## [OBJECTIF 1]
Dans l'entretien, recopiez à l'identique le passage allant de "Dans le cadre" à "de mon parcours.".
## [OBJECTIF 2]
Répondez aux questions suivantes d'après l'entretien :
(a) En quelle année Romain Mannelli terminera-t-il sa carrière chez RTL Group ?
(b) Combien de personnes le département RH comptait-il à l'arrivée de Romain Mannelli ?
(c) Combien de spécialistes et experts le département RH était-il chargé de recruter ?

## [EXTRAIT]
━━━

Depuis 20 ans dans la maison, Romain Mannelli y terminera sa carrière en 2016. D’ici là, il s’efforcera de se trouver un successeur digne de ce nom. (Photo: Mike Zenari)

Depuis 20 ans dans la maison, Romain Mannelli y terminera sa carrière en 2016. D’ici là, il s’efforcera de se trouver un successeur digne de ce nom. (Photo: Mike Zenari)

Monsieur Mannelli, en septembre, vous fêtez vos 20 ans chez RTL Group. Quels ont été vos débuts dans la maison?

«J’ai démarré comme vice-président RH à la Compagnie luxembourgeoise de télédiffusion en septembre 1995. À l’époque, le département RH comptait quatre personnes (aujourd’hui 20 collaborateurs, ndlr). Quand je suis arrivé, l’ambiance y était assez morose. Il a fallu recréer du lien et motiver l’équipe. Nous avons remis de l’ordre, monté des workflows solides, et développé de nouveaux outils et processus RH dans une logique de projets. Un des événements qui a marqué mes débuts concerne la fusion entre la CLT et l’UFA de Bertelsmann en 1996-1997, dans un contexte où la CLT venait d’afficher son ambition de se lancer dans la télévision numérique à bouquets sur les marchés français et allemands. Fin 1996, cependant, les nouveaux actionnaires ont pris la décision d’abandonner ce projet pour se concentrer sur la combinaison de leurs expertises dans la télévision et la radio commerciales, ainsi que dans la production, mettant fin à une ‘guerre de concurrence’ entre les deux partenaires.

Dans le cadre de ce mariage, quelles étaient vos missions?

«À mon arrivée, le département RH avait été chargé de procéder à un recrutement mondial de 200 spécialistes et experts basés au Luxembourg, et ce, en un court laps de temps. Le but était de mettre en place les organisations nécessaires au lancement du projet des bouquets de chaînes. Nous devions trouver des profils pointus, développer une stratégie de recrutement international cohérente et comprendre les besoins des deux marchés cibles. Quelques mois plus tard, alors que le projet a été abandonné, le département RH a dû s’occuper de la dissolution de ces structures, se séparer de plus de 120 personnes et procéder à leur réorientation, voire la rupture de leur contrat d’embauche. Cette expérience m’a marqué pour la suite de mon parcours.

Dédoubler les politiques RH ne servait en rien les intérêts de l'entreprise

À quoi ressemblait l’organisation RH après la fusion?

━━━

(Données brutes)

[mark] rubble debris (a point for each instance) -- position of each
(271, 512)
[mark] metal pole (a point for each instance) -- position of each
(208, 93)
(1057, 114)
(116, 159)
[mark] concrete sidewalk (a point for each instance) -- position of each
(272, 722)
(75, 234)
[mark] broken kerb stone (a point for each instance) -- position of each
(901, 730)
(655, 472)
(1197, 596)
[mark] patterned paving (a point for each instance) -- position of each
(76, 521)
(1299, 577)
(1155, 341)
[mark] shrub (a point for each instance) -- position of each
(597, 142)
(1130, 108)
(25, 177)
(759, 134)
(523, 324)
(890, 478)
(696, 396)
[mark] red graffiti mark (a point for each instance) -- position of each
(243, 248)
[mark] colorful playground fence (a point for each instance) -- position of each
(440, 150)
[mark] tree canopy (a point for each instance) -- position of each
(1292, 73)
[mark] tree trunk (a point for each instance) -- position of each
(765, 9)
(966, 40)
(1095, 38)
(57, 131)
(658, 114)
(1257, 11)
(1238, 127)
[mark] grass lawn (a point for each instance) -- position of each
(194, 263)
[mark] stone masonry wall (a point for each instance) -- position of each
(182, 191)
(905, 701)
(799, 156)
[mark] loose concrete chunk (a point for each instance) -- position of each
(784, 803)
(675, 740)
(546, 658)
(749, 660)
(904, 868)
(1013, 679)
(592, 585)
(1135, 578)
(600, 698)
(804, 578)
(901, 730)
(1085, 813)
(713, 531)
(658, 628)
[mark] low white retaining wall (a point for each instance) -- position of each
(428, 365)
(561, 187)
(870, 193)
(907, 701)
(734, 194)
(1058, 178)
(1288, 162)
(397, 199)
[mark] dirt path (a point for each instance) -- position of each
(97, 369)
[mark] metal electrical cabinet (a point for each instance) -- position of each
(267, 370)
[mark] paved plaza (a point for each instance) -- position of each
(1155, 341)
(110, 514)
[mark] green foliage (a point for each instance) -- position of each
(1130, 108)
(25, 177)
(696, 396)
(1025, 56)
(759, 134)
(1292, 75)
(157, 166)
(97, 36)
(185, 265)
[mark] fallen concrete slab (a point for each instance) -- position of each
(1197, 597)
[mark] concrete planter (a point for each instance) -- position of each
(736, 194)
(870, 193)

━━━

## [RÉSULTAT 1]
Dans le cadre de ce mariage, quelles étaient vos missions?

«À mon arrivée, le département RH avait été chargé de procéder à un recrutement mondial de 200 spécialistes et experts basés au Luxembourg, et ce, en un court laps de temps. Le but était de mettre en place les organisations nécessaires au lancement du projet des bouquets de chaînes. Nous devions trouver des profils pointus, développer une stratégie de recrutement international cohérente et comprendre les besoins des deux marchés cibles. Quelques mois plus tard, alors que le projet a été abandonné, le département RH a dû s’occuper de la dissolution de ces structures, se séparer de plus de 120 personnes et procéder à leur réorientation, voire la rupture de leur contrat d’embauche. Cette expérience m’a marqué pour la suite de mon parcours.

## [RÉSULTAT 2]
(a) En 2016.
(b) Quatre personnes.
(c) 200 spécialistes et experts.